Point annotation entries

┌──

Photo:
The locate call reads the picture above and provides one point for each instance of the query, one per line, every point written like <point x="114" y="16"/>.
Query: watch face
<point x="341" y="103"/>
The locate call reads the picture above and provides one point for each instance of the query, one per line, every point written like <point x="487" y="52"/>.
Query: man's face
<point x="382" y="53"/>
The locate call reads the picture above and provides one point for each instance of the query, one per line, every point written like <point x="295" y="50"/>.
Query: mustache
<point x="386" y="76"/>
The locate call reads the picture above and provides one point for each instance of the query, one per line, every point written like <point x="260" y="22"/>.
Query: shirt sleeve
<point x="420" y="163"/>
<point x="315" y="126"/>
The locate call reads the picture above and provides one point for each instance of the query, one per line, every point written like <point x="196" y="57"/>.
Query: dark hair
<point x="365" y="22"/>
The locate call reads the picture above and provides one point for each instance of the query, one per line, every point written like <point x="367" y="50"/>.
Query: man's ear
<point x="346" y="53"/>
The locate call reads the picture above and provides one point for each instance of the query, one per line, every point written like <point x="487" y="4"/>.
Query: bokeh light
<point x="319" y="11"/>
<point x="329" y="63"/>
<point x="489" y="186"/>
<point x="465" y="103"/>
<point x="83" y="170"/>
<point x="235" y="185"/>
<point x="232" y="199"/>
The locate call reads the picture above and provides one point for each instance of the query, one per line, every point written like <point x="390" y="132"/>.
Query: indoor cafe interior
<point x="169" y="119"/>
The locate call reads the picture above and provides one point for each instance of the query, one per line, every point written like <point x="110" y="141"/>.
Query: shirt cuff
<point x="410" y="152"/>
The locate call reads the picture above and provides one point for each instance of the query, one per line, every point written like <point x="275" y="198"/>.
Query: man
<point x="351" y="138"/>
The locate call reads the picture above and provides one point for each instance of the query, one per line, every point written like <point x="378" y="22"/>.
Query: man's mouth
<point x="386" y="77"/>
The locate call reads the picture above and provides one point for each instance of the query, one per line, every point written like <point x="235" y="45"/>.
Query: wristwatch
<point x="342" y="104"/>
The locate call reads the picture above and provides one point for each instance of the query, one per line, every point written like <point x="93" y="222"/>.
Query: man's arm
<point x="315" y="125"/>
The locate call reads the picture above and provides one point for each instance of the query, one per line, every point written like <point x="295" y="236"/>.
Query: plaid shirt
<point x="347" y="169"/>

└──

● What to work on:
Locate each line in the entries above that contains the string "shirt", and copy those lines out.

● Written answer:
Query: shirt sleeve
Query: shirt cuff
Query: plaid shirt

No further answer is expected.